■ **Data for this exercise**
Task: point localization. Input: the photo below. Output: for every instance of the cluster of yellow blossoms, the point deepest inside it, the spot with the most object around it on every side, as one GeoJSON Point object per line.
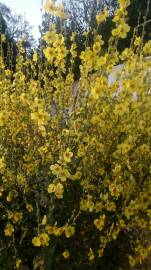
{"type": "Point", "coordinates": [75, 157]}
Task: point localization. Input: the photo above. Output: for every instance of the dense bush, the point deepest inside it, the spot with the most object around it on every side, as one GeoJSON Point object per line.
{"type": "Point", "coordinates": [75, 158]}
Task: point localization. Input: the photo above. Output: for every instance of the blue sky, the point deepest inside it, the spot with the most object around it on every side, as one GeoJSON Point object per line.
{"type": "Point", "coordinates": [29, 8]}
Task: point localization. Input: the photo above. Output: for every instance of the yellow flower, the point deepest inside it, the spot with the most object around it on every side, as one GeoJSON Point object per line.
{"type": "Point", "coordinates": [40, 117]}
{"type": "Point", "coordinates": [44, 220]}
{"type": "Point", "coordinates": [44, 239]}
{"type": "Point", "coordinates": [1, 191]}
{"type": "Point", "coordinates": [51, 188]}
{"type": "Point", "coordinates": [41, 240]}
{"type": "Point", "coordinates": [115, 189]}
{"type": "Point", "coordinates": [2, 164]}
{"type": "Point", "coordinates": [99, 223]}
{"type": "Point", "coordinates": [69, 231]}
{"type": "Point", "coordinates": [132, 261]}
{"type": "Point", "coordinates": [3, 38]}
{"type": "Point", "coordinates": [91, 255]}
{"type": "Point", "coordinates": [59, 191]}
{"type": "Point", "coordinates": [29, 207]}
{"type": "Point", "coordinates": [18, 263]}
{"type": "Point", "coordinates": [67, 155]}
{"type": "Point", "coordinates": [102, 16]}
{"type": "Point", "coordinates": [17, 217]}
{"type": "Point", "coordinates": [35, 57]}
{"type": "Point", "coordinates": [63, 175]}
{"type": "Point", "coordinates": [50, 229]}
{"type": "Point", "coordinates": [36, 242]}
{"type": "Point", "coordinates": [9, 230]}
{"type": "Point", "coordinates": [66, 254]}
{"type": "Point", "coordinates": [55, 169]}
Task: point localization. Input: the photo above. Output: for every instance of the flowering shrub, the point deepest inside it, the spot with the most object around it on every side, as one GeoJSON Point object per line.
{"type": "Point", "coordinates": [75, 163]}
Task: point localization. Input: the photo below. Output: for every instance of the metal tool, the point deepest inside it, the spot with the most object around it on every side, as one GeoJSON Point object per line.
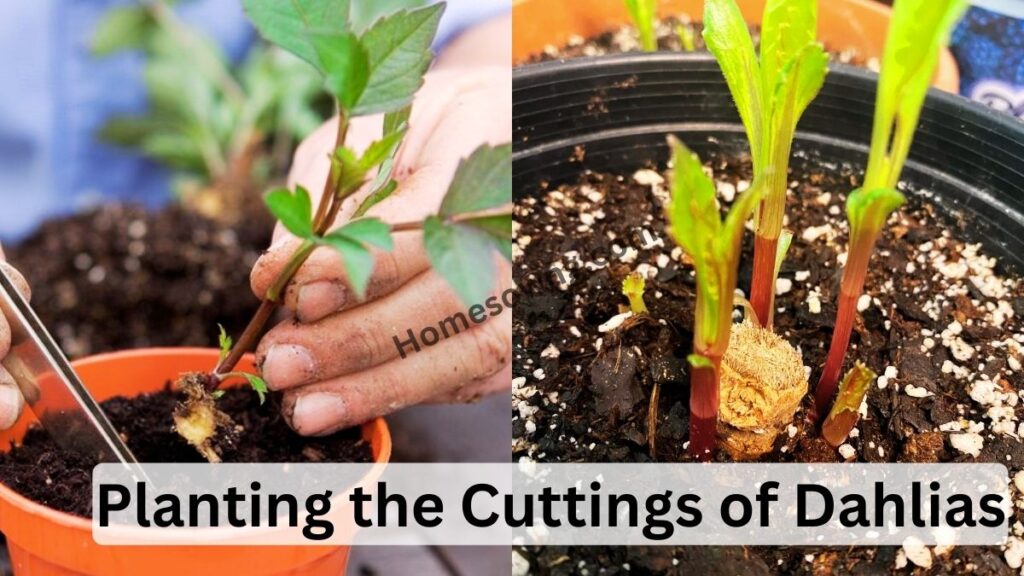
{"type": "Point", "coordinates": [51, 388]}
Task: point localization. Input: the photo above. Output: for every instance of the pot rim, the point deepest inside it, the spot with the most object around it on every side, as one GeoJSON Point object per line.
{"type": "Point", "coordinates": [78, 523]}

■ **Problem details**
Output every line of the items above verbatim, from start to end, and leave out the pictures.

■ **Output of the exercise**
Task: point localization. Input: the photo below. Output: for every instance of the cluster of yellow blossoms, the point deepest inside it, the spot with the most object around it on every side, as one GeoJSON Point object per line.
{"type": "Point", "coordinates": [75, 157]}
Task: point localization. Input: the photo above. Output: for every instance of the dense bush, the point deepest inside it, the spot with the most object around it on every side, as one GeoJSON Point object per line.
{"type": "Point", "coordinates": [75, 158]}
Task: point localization. Input: the photo above. Output: for every instance of the blue sky, the point deepest inside it, the spot with the most object around it on every side, as one GeoJSON Point object per line.
{"type": "Point", "coordinates": [29, 8]}
Task: point localization. Input: the photo above. Output: for every instance of the yellow flower, the point deepest inside it, the spot with the most object around it on every side, as one GeoJSON Point object per line.
{"type": "Point", "coordinates": [40, 117]}
{"type": "Point", "coordinates": [44, 220]}
{"type": "Point", "coordinates": [44, 239]}
{"type": "Point", "coordinates": [1, 191]}
{"type": "Point", "coordinates": [51, 188]}
{"type": "Point", "coordinates": [41, 240]}
{"type": "Point", "coordinates": [115, 189]}
{"type": "Point", "coordinates": [2, 164]}
{"type": "Point", "coordinates": [99, 223]}
{"type": "Point", "coordinates": [69, 231]}
{"type": "Point", "coordinates": [132, 261]}
{"type": "Point", "coordinates": [3, 38]}
{"type": "Point", "coordinates": [91, 255]}
{"type": "Point", "coordinates": [59, 191]}
{"type": "Point", "coordinates": [29, 207]}
{"type": "Point", "coordinates": [18, 263]}
{"type": "Point", "coordinates": [67, 155]}
{"type": "Point", "coordinates": [102, 16]}
{"type": "Point", "coordinates": [17, 217]}
{"type": "Point", "coordinates": [35, 57]}
{"type": "Point", "coordinates": [63, 175]}
{"type": "Point", "coordinates": [50, 229]}
{"type": "Point", "coordinates": [36, 242]}
{"type": "Point", "coordinates": [9, 230]}
{"type": "Point", "coordinates": [66, 254]}
{"type": "Point", "coordinates": [55, 169]}
Task: point localization. Input: the photo above. Output: for every instance of the flowering shrub, the point deepest inside it, the spot with the most object around it on every side, as one GeoJSON Point object per line.
{"type": "Point", "coordinates": [75, 163]}
Task: point localization. Input: the photo below. Output: for every instance of the metal tool, the point deepest inside it, the spot with the most object around it on every side, as one GeoJSON Point object per line.
{"type": "Point", "coordinates": [51, 388]}
Task: point localization. Input: the photo above. Output: for every instance of the pot rim, the point deepest inside it, the spot with the most object around it on every side, as one GeoJSON Point object per line.
{"type": "Point", "coordinates": [78, 523]}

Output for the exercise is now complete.